## Page excerpt
—————
A literal, indeed, an illiterate and surface reading of the current ENDSARS protests will take them as a call for an end to police brutality. Of course, Nigeria Police is overwhelmed in several respects – poor funding, poor training and absence of low ethics. But more seriously is the task of being asked to police and maintain an impossible and an unequal, exploitative and  oppressive material  relationships. What is happening in Nigeria should not be completely unexpected for obvious reasons.

Of course, the Buhari-led government is not to be held  entirely culpable for the current imbroglio. It would be most uncharitable and a historical to so submit. Of course, government’s handling of the immediate causes is abysmal.  In the main, the causes are in the remote as the situation has fostered for generations.

Over the years, governments at all levels had shown much tardiness and unresponsive enough to cries of poor and unethical governance. Youth’s worries and cries had been left unattended to for too long. Our youth cannot see any dim of light at the end of the tunnel but hopelessness and frustration. Yet, through social media, the positions of youth in much poorer land are known. They keep on asking ‘why do we remain this way? The older generation even wallowed in ignorance. They are punished in retirement.  Only ex-governors, their deputies and current public officials get retirement benefits. Though the houses of worship had proliferated, Nigerians now think more of this world before imagining and figuring what the heavens would look like. Religious leaders are no longer saintly. In their prayers, they patently and eagerly identify with the dominant political leaders and pray earnestly for their triumph over the downtrodden. Worst practices had become elevated. Pockets of ethical islands had become diminished and scoundrels have had a field day. Assuming for a second that the decay is at the centre, what are the striking features at the states and local governments, as crippled financially as they may appear to be? Are they completely handicapped?
—————
## Recorded information
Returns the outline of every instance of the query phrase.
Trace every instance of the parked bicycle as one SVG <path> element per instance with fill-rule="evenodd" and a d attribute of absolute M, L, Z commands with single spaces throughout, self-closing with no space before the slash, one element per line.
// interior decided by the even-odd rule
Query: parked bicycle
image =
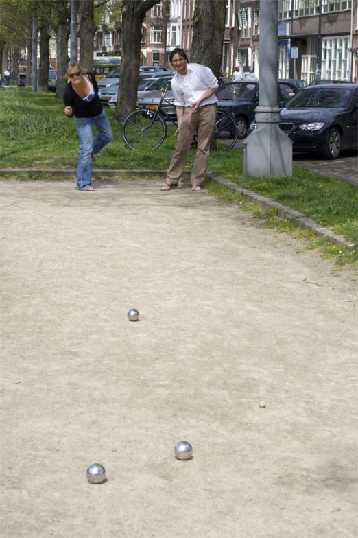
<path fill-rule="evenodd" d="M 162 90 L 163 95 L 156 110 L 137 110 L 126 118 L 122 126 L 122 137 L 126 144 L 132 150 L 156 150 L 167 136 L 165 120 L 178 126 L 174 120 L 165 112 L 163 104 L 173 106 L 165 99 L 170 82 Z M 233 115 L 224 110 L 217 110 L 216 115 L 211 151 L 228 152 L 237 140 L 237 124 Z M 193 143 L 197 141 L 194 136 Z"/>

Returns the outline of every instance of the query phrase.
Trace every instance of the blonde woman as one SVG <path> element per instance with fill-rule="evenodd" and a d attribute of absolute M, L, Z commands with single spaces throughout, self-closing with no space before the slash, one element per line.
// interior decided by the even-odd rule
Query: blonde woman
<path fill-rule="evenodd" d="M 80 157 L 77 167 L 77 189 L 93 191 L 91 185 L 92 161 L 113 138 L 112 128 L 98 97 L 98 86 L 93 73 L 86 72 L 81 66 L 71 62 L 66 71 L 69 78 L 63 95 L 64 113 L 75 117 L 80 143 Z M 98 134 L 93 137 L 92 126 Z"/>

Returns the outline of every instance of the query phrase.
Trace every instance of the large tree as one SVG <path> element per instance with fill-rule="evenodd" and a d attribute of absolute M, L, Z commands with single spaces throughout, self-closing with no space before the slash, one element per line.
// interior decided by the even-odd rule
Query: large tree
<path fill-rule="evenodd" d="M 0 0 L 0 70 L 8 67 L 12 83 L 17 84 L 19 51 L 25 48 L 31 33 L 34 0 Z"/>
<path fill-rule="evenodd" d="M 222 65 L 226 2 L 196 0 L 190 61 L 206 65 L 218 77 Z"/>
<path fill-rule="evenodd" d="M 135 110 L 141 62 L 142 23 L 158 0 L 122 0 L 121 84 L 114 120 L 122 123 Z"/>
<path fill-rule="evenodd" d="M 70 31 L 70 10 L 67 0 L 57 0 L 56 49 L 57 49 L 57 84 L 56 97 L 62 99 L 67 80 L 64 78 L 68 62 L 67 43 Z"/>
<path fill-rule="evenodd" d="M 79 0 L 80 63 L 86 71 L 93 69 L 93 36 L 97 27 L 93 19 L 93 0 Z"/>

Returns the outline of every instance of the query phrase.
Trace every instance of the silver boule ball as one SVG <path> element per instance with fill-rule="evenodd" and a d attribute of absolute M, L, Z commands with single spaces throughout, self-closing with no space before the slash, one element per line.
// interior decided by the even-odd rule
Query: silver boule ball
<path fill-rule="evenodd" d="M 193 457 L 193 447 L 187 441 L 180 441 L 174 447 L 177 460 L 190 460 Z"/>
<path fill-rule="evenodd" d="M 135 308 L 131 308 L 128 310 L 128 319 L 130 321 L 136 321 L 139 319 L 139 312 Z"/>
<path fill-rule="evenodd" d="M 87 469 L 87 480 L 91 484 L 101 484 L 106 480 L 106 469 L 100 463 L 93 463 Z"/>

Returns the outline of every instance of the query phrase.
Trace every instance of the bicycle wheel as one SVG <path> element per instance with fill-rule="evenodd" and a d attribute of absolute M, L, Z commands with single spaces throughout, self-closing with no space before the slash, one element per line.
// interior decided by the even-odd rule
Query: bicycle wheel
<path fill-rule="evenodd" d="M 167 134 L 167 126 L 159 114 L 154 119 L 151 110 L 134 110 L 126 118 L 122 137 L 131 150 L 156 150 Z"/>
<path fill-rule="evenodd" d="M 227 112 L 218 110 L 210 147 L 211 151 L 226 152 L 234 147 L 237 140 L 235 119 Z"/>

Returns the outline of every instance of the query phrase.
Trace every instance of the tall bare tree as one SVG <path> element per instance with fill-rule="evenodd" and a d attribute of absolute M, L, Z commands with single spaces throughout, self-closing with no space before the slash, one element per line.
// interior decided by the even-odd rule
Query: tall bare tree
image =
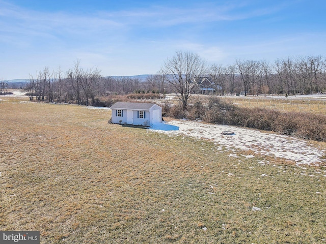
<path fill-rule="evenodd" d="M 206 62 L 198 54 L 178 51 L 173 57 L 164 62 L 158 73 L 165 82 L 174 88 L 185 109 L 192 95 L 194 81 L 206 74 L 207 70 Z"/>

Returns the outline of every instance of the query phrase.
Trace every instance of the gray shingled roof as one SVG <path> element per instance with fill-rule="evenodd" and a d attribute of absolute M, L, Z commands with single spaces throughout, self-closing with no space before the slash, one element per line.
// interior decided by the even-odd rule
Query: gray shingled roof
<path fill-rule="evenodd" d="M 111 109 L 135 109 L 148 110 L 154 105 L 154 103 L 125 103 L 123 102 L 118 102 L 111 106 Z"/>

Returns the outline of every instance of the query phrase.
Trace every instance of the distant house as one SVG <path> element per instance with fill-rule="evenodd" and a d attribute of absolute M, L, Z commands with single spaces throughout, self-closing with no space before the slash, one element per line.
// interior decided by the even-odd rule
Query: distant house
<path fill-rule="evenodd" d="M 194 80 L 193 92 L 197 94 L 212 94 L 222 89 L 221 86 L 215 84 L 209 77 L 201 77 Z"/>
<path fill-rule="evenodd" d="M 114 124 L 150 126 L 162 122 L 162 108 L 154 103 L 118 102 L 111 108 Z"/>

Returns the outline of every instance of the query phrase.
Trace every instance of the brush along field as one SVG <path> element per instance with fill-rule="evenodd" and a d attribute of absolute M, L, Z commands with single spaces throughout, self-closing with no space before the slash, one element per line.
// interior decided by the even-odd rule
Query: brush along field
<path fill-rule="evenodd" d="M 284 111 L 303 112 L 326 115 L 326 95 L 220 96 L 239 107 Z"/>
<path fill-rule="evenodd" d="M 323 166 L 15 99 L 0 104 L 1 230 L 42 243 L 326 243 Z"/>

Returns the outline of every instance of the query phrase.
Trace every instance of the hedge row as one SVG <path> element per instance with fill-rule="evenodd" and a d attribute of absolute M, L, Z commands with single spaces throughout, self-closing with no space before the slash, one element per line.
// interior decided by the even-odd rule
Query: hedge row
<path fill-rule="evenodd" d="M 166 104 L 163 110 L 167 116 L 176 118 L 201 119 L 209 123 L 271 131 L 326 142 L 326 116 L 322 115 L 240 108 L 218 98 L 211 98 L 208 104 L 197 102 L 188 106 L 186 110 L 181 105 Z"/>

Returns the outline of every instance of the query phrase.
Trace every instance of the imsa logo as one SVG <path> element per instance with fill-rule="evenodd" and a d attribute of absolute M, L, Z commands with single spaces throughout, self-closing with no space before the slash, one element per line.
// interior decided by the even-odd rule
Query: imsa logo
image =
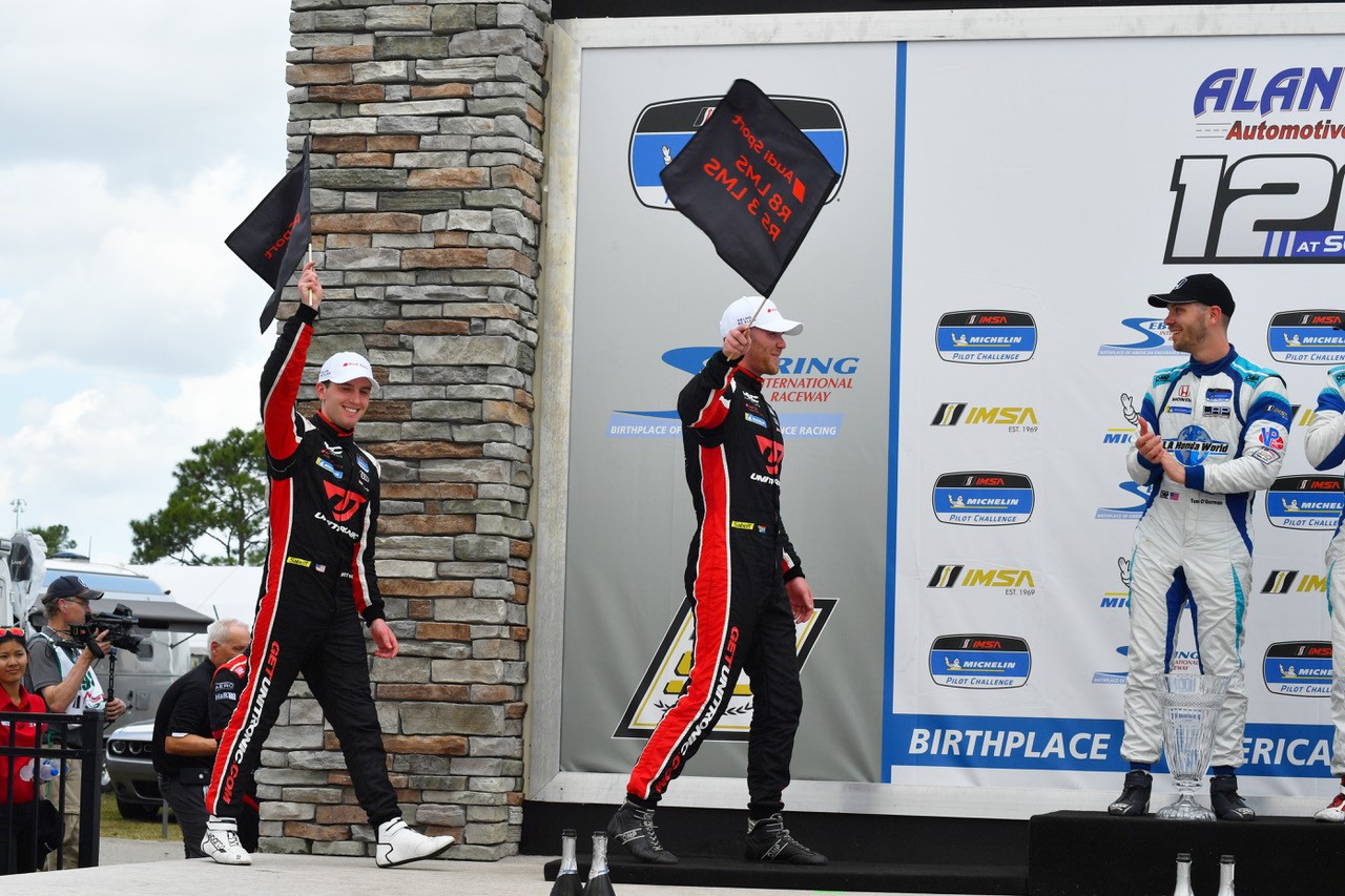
—————
## Your task
Transcribe the ENDSARS protest commentary word for word, starting at the words "Of course, the" and ending after "fostered for generations.".

## Task solution
Of course, the Buhari-led government is not to be held  entirely culpable for the current imbroglio. It would be most uncharitable and a historical to so submit. Of course, government’s handling of the immediate causes is abysmal.  In the main, the causes are in the remote as the situation has fostered for generations.